• [EXTRACT TO READ]:
• • •
- Nabokov's Favorite Word is Mauve: What the Numbers Reveal About the Classics, Bestsellers, and Our Own Writing by Ben Blatt
Mathematical computer analysis of literature is blossoming. The Hawking Index grew out of the hunch that if an e-book is highlighted only at the beginning, the reader probably gave up on reading it.1 The most-likely abandoned books, according to the Hawking Index, are: Ulysses by James Joyce, 1.7 percent,2 Les Miserables by Victor Hugo, 1.8 percent, Capital in the Twenty-First Century by Thomas Piketty, 2.4 percent, Hard Choices by Hillary Rodham Clinton, 4.2 percent, and, of course, A Brief History of Time by Stephen W. Hawking, 6.6 percent. The books most likely to be finished are: Harry Potter and the Sorcerer's Stone by J. K. Rowling, 95.9 percent, and The Goldfinch by Donna Tartt, 98.5 percent.
Nabokov's Favorite Word Is Mauve provided me with a spontaneous fantasy: I ask HAL-9000,3 "Can statistics confirm our admiration of [End Page 455] the famous authors?" And HAL shows me several bar graphs. "Use of Thought Verbs per 10,000 Words" (94) studies the dictum to avoid "thought" verbs (for example, thinks, knows, understands, realizes, believes, wants, remembers, imagines, desires, loves, or hates), counting these verbs in all tenses used by fifty authors: Joyce with 56, J. R. R. Tolkien 60, Chuck Palahniuk 64, and Vladimir Nabokov 64. At the bottom are Ayn Rand 144, Agatha Christie 144, Alice Walker 145, and Elmore Leonard 150 (93-94).
• • •
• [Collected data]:
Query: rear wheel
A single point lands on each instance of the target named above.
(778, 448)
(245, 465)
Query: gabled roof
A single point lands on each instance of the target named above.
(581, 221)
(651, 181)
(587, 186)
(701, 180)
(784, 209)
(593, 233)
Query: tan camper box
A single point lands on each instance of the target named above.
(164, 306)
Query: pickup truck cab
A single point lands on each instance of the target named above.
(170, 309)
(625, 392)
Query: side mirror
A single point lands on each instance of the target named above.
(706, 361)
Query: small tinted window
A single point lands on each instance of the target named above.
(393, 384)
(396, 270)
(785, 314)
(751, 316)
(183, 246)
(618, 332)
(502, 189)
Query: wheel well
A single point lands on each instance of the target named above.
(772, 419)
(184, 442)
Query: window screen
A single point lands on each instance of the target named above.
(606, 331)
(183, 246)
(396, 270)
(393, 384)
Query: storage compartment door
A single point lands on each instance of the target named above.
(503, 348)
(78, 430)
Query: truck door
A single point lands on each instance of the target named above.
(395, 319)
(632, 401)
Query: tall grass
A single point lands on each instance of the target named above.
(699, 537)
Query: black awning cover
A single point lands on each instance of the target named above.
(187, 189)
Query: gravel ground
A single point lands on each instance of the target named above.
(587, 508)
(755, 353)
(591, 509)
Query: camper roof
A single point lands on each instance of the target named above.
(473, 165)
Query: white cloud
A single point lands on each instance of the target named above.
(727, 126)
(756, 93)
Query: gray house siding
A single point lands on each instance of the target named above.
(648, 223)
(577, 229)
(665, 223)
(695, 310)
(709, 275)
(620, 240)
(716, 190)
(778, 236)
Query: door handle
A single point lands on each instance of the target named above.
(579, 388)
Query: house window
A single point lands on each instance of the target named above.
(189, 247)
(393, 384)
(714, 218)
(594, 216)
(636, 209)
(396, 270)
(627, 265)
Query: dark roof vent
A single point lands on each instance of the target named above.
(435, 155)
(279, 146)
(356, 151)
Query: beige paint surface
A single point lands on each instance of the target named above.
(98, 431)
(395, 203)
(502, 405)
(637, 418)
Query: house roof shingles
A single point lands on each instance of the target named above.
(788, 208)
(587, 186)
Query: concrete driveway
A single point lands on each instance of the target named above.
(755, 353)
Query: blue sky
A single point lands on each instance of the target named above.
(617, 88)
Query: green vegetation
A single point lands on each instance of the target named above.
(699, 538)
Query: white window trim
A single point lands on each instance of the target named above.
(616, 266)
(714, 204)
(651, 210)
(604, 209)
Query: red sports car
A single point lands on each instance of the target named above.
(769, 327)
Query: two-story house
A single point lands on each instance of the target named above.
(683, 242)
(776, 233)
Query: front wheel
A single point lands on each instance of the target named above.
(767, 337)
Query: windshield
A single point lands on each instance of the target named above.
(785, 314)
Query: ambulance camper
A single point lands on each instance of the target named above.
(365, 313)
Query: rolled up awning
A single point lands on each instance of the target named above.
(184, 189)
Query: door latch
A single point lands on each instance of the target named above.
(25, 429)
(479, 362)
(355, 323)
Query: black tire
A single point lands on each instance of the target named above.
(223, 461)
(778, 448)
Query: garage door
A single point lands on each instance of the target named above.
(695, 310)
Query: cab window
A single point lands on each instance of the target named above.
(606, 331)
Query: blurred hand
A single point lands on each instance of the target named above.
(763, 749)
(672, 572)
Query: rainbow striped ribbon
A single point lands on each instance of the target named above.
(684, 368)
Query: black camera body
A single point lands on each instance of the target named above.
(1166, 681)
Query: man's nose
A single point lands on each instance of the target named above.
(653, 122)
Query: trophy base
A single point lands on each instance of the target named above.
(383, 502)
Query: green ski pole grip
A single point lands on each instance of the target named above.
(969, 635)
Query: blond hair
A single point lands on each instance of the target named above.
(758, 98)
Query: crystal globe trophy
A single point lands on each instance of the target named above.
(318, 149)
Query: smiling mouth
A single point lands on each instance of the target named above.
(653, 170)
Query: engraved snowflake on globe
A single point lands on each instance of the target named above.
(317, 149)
• • •
• [EXERCISE TASK 1]: In the review of the book on literary statistics, what percentage does the Hawking Index give for Ulysses?
• [EXERCISE TASK 2]: In the records, rewrite everything from the line containing "Query: black tire" down to the end, substituting "award" for "trophy" and leaving all else unchanged.
The text and the records are unrelated to each other.

• [TASK SOLUTION 1]: 1.7 percent

• [TASK SOLUTION 2]:
Query: black tire
A single point lands on each instance of the target named above.
(223, 461)
(778, 448)
Query: garage door
A single point lands on each instance of the target named above.
(695, 310)
Query: cab window
A single point lands on each instance of the target named above.
(606, 331)
Query: blurred hand
A single point lands on each instance of the target named above.
(763, 749)
(672, 572)
Query: rainbow striped ribbon
A single point lands on each instance of the target named above.
(684, 368)
Query: black camera body
A single point lands on each instance of the target named above.
(1166, 681)
Query: man's nose
A single point lands on each instance of the target named above.
(653, 122)
Query: award base
A single point lands on each instance of the target named above.
(383, 502)
Query: green ski pole grip
A single point lands on each instance of the target named above.
(969, 635)
Query: blond hair
A single point lands on each instance of the target named above.
(758, 98)
Query: crystal globe award
A single point lands on each instance of the target named above.
(318, 149)
Query: smiling mouth
A single point lands on each instance of the target named above.
(653, 170)
Query: engraved snowflake on globe
A single point lands on each instance of the target named above.
(317, 149)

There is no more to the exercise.